WRITTEN INSTRUCTION | Please rewrite the following listing as a numbered list, leaving out any blank lines.

SUPPLIED MATERIAL |
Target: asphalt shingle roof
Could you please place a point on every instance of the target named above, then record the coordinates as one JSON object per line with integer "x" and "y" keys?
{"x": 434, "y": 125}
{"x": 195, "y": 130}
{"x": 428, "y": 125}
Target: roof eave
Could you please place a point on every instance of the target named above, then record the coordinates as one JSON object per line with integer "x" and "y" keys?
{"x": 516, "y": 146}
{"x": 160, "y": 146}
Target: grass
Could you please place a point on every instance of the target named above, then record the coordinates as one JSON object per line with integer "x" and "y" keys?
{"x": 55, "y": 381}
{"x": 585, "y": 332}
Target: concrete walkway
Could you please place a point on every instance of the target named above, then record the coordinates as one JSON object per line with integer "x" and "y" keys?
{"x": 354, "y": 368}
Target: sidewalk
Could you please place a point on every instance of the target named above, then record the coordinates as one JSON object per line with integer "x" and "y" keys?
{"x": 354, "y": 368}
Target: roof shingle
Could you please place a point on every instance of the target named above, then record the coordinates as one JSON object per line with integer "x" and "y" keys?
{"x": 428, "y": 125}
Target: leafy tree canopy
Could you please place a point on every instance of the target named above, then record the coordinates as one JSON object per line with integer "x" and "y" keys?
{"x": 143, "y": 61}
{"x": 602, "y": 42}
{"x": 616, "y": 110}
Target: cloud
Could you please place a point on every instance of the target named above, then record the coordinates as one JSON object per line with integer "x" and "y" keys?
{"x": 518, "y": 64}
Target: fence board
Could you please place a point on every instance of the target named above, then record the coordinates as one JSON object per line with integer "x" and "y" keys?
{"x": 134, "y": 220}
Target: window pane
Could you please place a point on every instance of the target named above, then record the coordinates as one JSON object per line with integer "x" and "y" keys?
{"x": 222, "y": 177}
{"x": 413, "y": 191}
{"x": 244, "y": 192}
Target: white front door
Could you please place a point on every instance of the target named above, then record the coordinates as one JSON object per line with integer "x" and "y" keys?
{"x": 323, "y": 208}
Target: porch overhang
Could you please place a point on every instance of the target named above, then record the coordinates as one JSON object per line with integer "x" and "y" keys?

ANSWER TO THE TASK |
1. Target: asphalt shingle roof
2. Could you please place a point on every instance of the target named above, then record the coordinates as one JSON object per line with integer "x" and "y" keys?
3. {"x": 434, "y": 125}
4. {"x": 195, "y": 130}
5. {"x": 428, "y": 125}
6. Target: roof eave
7. Could you please place a point on every instance of the target named above, then record the coordinates as one JSON object per line with integer "x" and "y" keys?
8. {"x": 516, "y": 146}
9. {"x": 160, "y": 146}
10. Target: grass
11. Could you please place a point on every instance of the target named above, then record the coordinates as one JSON object per line with integer "x" and "y" keys?
12. {"x": 55, "y": 381}
13. {"x": 585, "y": 332}
14. Target: concrete walkway
15. Could you please place a point on every instance of the target named above, then record the coordinates as one JSON object per line with integer "x" and "y" keys?
16. {"x": 354, "y": 368}
17. Target: sidewalk
18. Could you please place a point on every instance of the target named above, then record the coordinates as one JSON object per line with integer "x" and "y" keys?
19. {"x": 354, "y": 368}
20. Target: roof shingle
21. Could you please place a point on every instance of the target named above, then record the coordinates as one JSON object per line with integer "x" and "y" keys?
22. {"x": 428, "y": 125}
23. Target: leafy tree canopy
24. Could you please place a point on every instance of the target named above, then record the coordinates as one JSON object per line with integer "x" and "y" keys?
25. {"x": 143, "y": 61}
26. {"x": 602, "y": 42}
27. {"x": 616, "y": 110}
28. Target: cloud
29. Could you please place a point on every instance of the target named above, then record the coordinates as one JSON object per line with integer "x" and "y" keys?
30. {"x": 518, "y": 64}
31. Target: fence board
32. Could you please place a point on every instance of the target named above, then record the coordinates as one JSON object per line with integer "x" and "y" keys?
33. {"x": 134, "y": 220}
34. Target: window pane
35. Could you please place a point on every instance of the target named above, then record the coordinates as one JSON object per line with integer "x" and "y" keys?
36. {"x": 222, "y": 177}
37. {"x": 413, "y": 191}
38. {"x": 244, "y": 192}
39. Target: white front door
40. Could you please place a point on every instance of the target named above, then record the coordinates as one JSON object per line with integer "x" and "y" keys?
41. {"x": 323, "y": 208}
42. Target: porch overhang
43. Could you please place a point on every instance of the target named above, then record the coordinates as one JSON object per line with integer "x" and "y" keys?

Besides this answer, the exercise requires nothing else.